#### [Your instructions]
Write out the material exactly, with the pictures left out.

━━━ Provided records

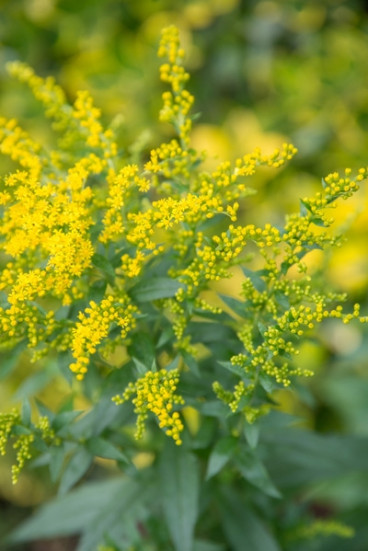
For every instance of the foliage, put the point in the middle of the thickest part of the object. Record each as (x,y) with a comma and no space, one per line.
(110,272)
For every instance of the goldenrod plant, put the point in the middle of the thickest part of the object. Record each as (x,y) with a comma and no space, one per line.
(111,271)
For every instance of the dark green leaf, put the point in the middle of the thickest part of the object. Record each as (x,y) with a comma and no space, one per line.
(222,452)
(255,276)
(233,368)
(155,289)
(121,518)
(244,530)
(179,478)
(237,306)
(26,412)
(57,456)
(103,448)
(69,514)
(202,545)
(104,265)
(253,470)
(75,469)
(251,432)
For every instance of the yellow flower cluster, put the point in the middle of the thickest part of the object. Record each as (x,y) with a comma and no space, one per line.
(178,102)
(23,440)
(328,527)
(121,187)
(155,392)
(80,122)
(93,327)
(80,220)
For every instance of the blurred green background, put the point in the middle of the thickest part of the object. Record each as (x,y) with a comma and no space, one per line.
(263,72)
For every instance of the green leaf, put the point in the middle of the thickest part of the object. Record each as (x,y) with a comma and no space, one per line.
(297,457)
(155,288)
(26,412)
(253,470)
(179,478)
(220,455)
(34,383)
(69,514)
(75,469)
(255,276)
(104,265)
(244,530)
(9,360)
(103,448)
(57,456)
(65,419)
(121,518)
(237,306)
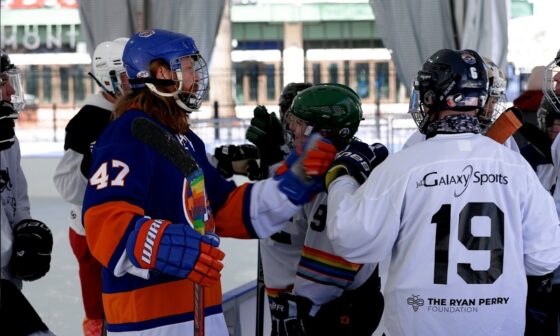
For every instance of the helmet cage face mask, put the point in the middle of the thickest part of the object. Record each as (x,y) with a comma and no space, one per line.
(496,103)
(108,66)
(415,109)
(332,110)
(548,117)
(453,80)
(11,88)
(551,84)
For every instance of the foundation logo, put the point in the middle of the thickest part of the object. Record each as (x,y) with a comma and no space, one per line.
(415,301)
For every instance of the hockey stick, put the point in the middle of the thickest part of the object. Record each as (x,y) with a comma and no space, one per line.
(260,294)
(165,144)
(511,121)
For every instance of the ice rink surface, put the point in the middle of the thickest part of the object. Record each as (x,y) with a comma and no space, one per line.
(57,297)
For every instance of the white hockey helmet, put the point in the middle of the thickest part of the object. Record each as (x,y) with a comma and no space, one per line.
(108,67)
(551,85)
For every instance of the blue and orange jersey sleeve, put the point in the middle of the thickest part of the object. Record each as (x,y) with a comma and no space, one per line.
(118,191)
(230,204)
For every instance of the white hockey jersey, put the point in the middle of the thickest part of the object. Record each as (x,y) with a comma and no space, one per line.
(463,221)
(300,259)
(68,179)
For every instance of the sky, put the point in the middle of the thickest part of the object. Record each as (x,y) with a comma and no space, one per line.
(534,40)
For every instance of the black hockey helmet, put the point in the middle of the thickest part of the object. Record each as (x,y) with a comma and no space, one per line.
(449,80)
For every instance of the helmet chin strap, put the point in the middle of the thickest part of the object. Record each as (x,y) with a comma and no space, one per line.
(175,95)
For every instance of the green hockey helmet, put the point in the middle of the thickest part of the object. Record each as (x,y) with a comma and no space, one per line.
(333,110)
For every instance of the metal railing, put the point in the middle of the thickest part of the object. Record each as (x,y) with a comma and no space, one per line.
(47,126)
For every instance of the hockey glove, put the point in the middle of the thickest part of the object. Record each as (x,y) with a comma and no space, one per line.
(289,314)
(357,160)
(176,250)
(31,254)
(301,175)
(7,134)
(267,134)
(234,159)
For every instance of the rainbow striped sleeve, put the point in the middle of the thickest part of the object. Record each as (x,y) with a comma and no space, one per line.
(327,269)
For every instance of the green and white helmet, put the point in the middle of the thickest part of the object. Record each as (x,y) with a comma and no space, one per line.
(333,110)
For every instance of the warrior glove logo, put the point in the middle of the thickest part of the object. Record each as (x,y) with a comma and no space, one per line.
(149,242)
(461,180)
(415,301)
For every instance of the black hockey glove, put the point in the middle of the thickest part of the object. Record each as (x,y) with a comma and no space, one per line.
(7,116)
(233,159)
(540,305)
(358,160)
(289,314)
(267,134)
(31,254)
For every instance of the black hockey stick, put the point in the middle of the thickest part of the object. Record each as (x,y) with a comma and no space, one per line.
(260,294)
(169,147)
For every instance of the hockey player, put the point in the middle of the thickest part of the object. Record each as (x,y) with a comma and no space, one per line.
(460,217)
(551,90)
(26,243)
(70,177)
(140,209)
(548,117)
(311,290)
(493,108)
(266,133)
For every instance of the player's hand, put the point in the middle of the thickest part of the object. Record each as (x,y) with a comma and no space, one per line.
(301,174)
(31,252)
(175,249)
(267,134)
(358,159)
(289,314)
(7,134)
(233,159)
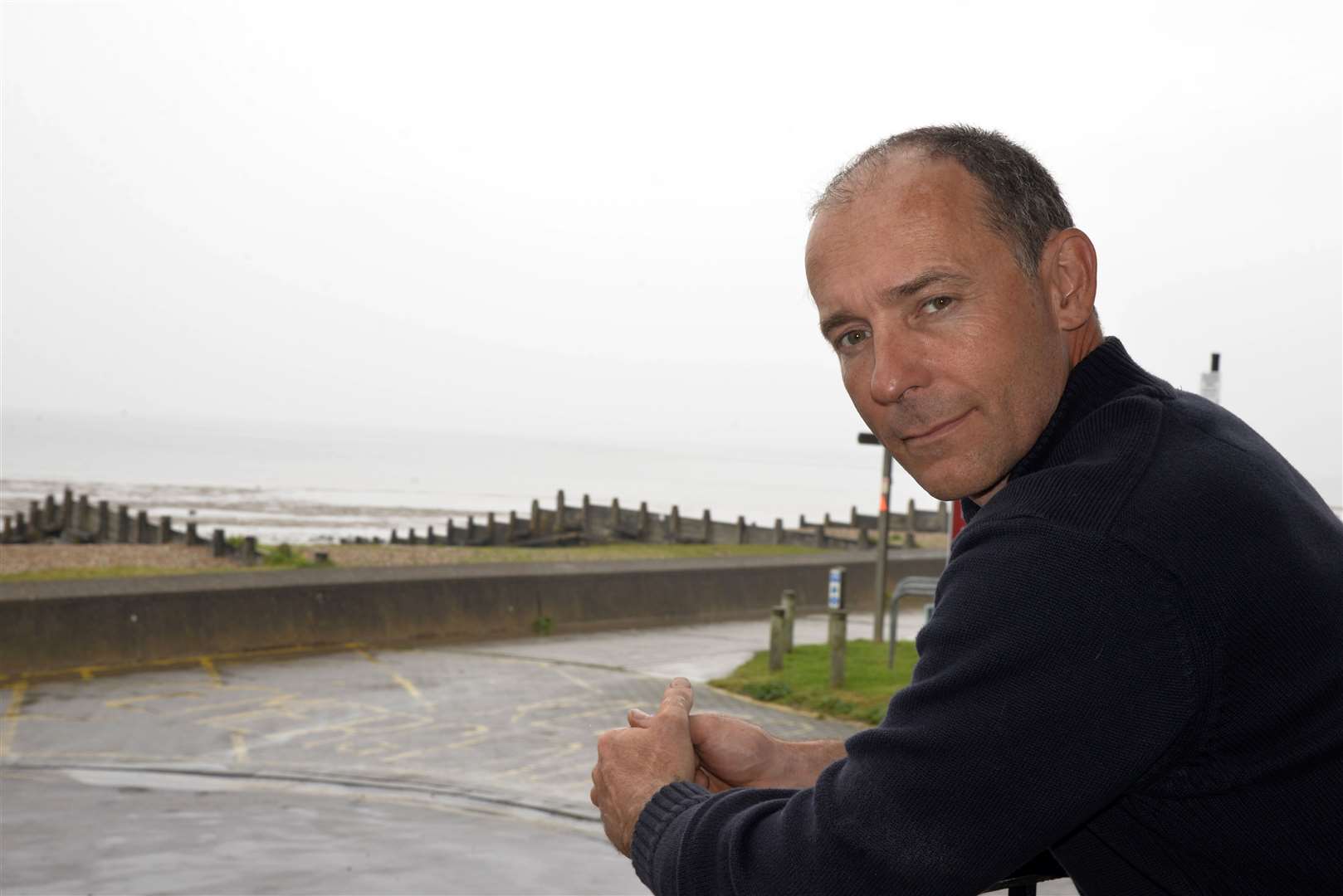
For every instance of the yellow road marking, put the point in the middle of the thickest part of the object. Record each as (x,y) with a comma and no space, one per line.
(207,664)
(10,724)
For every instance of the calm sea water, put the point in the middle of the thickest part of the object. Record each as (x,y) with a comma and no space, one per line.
(310,484)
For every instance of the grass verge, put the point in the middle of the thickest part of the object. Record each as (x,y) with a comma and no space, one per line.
(803,681)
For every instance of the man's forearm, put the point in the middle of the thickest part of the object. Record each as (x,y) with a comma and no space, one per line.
(803,761)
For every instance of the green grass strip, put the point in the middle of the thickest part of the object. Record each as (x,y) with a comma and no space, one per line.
(804,680)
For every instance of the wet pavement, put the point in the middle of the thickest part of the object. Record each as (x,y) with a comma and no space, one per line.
(430,770)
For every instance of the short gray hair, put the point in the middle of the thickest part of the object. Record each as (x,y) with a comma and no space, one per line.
(1023,203)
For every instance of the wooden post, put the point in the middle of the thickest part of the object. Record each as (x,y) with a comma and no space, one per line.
(838,646)
(881,598)
(777,638)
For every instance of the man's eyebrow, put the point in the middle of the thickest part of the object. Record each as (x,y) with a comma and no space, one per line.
(837,319)
(903,290)
(927,278)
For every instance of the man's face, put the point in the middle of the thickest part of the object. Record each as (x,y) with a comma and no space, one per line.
(949,351)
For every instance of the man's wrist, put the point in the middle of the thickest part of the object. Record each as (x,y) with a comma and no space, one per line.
(803,761)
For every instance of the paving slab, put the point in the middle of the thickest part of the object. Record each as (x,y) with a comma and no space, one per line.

━━━━━━

#### [Answer to the problem]
For every instance of the foliage, put the point in the middle of the thickest part of the object. Record each as (x,y) with a comma and no space, one per line.
(110,272)
For every instance of the goldenrod plant, put the point in the middle of the thickest part of the object. Record each as (x,y) with a comma and no space, one per line.
(111,271)
For every instance of the dark green leaf, put the point in the middle of the thickest part of the object. Record each as (x,y) with a comma and no space, one per line.
(222,452)
(255,276)
(233,368)
(155,289)
(121,518)
(244,530)
(179,478)
(237,306)
(26,412)
(57,456)
(103,448)
(69,514)
(202,545)
(104,265)
(253,470)
(75,469)
(251,432)
For every instance of the yellow flower cluster, put the point in the middle of the thickest part of the object. Record each as (x,y) with a comma and no space, one per line.
(178,102)
(23,440)
(328,527)
(121,187)
(155,392)
(80,122)
(93,327)
(80,220)
For every instance of the blurred green background, put the point in the middle of the thickest part of the object. Record each as (x,y) with a comma and no space, one per line.
(263,72)
For every instance of the green leaf, put the point in the middle of the thickest part of the object. Record each as (x,y) with a comma and no space, one per line.
(297,457)
(155,288)
(26,412)
(253,470)
(179,478)
(220,455)
(34,383)
(69,514)
(75,469)
(255,276)
(104,265)
(244,530)
(9,360)
(103,448)
(57,456)
(65,419)
(121,518)
(237,306)
For every instance of the helmet cage face mask, put the point in the middle of the thickest part of the object. Record each as (x,y) with a comma and no space, one per line.
(496,103)
(108,66)
(415,109)
(332,110)
(548,117)
(453,80)
(11,88)
(551,84)
For every instance of the foundation logo, put the point in the middle of the thickest part of the object. Record each as (x,y) with a comma and no space, one per line.
(415,301)
For every instance of the hockey stick, put the point in the middle of the thickest part of the object. Record each as (x,y) with a comma and no space, one per line.
(260,294)
(165,144)
(511,121)
For every instance of the ice rink surface, put the point in the middle of the thickest part of the object. Record each as (x,y) with a comma and no space, one per line.
(57,297)
For every instance of the white hockey helmet, put the point in the middle of the thickest part of the object. Record each as (x,y) with a comma and no space, one per line.
(108,67)
(551,85)
For every instance of the blue and orange jersey sleeve, put the point in the middle of the thickest part of the object. Record each as (x,y) with a comma and no space, one per line.
(118,191)
(230,204)
For every instance of the white hockey jersey, put the point in the middle of the thickest part of the object. Record each as (x,y) with a comma and no space, one per line.
(463,221)
(300,259)
(68,179)
For every instance of the sky, put the point in the middle of the thickest part of the object. Record each as (x,y) with a comma and no space, one per line.
(534,40)
For every instance of the black hockey helmet, put the point in the middle of the thickest part of the object. Record each as (x,y) with a comma and no space, one per line.
(449,80)
For every instance of the helmet chin strap, put the point in the middle of the thickest part of the object. Record each as (x,y) with a comma and no space, one per line.
(175,95)
For every instance of the green hockey helmet, put the point in the middle of the thickest part of the object. Record each as (x,y) with a comma and no space, one per line.
(333,110)
For every instance of the metal railing, put the point in the middle of the thickest part of the object. Record each as (x,y) with a comma and no space, one per line.
(47,126)
For every instance of the hockey glove, put the point in the middle of the thickest part of the object. Record each as (x,y) with a comma and no space, one per line.
(289,314)
(357,160)
(176,250)
(31,254)
(301,175)
(7,134)
(267,134)
(234,159)
For every instance of the rainbow striped sleeve, put the point in the middle of the thickest part of the object. Record each as (x,y) with a comma and no space, one per line.
(327,269)
For every instance of the green and white helmet, put the point in the middle of the thickest part of the object. Record each as (x,y) with a comma and no space, one per line.
(333,110)
For every instance of the warrior glove logo, put the point in the middle of the thickest part of the object. Record each as (x,y) with a comma and no space, one per line.
(149,242)
(461,180)
(415,301)
For every instance of the black hockey glove, put the point in the middle of the thickest part of the object. Record each as (x,y) with a comma and no space, one per line.
(7,116)
(233,159)
(540,305)
(358,160)
(289,314)
(267,134)
(31,254)
For every instance of the black hockey stick, put the point in the middle of the thickest part of the object. Record each as (x,y) with a comma and no space, one per line.
(260,294)
(169,147)
For every instance of the hockey player, put the point in the middle of the thickest part of the object. Record each as (x,y) with a comma and no space, one per line.
(460,217)
(551,90)
(26,243)
(70,177)
(140,209)
(548,117)
(311,290)
(493,108)
(266,133)
For every instance of the player's hand, put the point in the middle of the thickest part of the object. Record each as (x,y) with a comma and no space, one per line.
(301,174)
(31,252)
(175,249)
(267,134)
(358,159)
(289,314)
(7,134)
(233,159)
For every instance of the yellow road marking, put the point in the middle of the thickest part of the object. Record each as (x,y) with a comma and no space, one per line.
(207,664)
(10,724)
For every instance of the calm sea water, put the point in the middle of the thickest part of the object. Record each as (x,y) with a comma and no space, one per line.
(310,484)
For every instance of the grass verge, put the point in the middle of the thickest part of the object. Record each as (x,y) with a comma and no space, one per line.
(803,681)
For every instance of the man's forearm, put the point in the middle of the thickest part of the object. Record each as (x,y) with a comma and no space, one per line.
(803,761)
For every instance of the green grass strip, put the point in the middle of the thickest part of the object. Record each as (x,y) with a comma and no space, one per line.
(804,680)
For every instance of the wet pavement, put the point in the middle of the thickest part of the object. Record each as (x,y) with a comma and no space, one per line.
(430,770)
For every instance of the short gray hair, put the point in the middle of the thickest part of the object. Record each as (x,y) with a comma and no space, one per line.
(1023,203)
For every instance of the wooden post, put the point in the middle of the thickest part of the object. Record each as (x,y) with a comma and no space, one per line.
(838,646)
(881,598)
(777,638)
For every instance of the man's eyebrow, put the point in the middle of the thickest part of the object. Record each as (x,y) with a comma and no space, one per line.
(837,319)
(903,290)
(927,278)
For every instance of the man's face, put the point in the middle of the thickest part of the object. Record each as (x,y) with a comma and no space, one per line.
(949,351)
For every instance of the man's wrist, put the point in the middle of the thickest part of the object. Record each as (x,y) with a comma and no space, one per line.
(803,761)
For every instance of the paving slab, put the point in the middle of the thickest part of the object. Record each as (x,y) with a comma and no space, one per line.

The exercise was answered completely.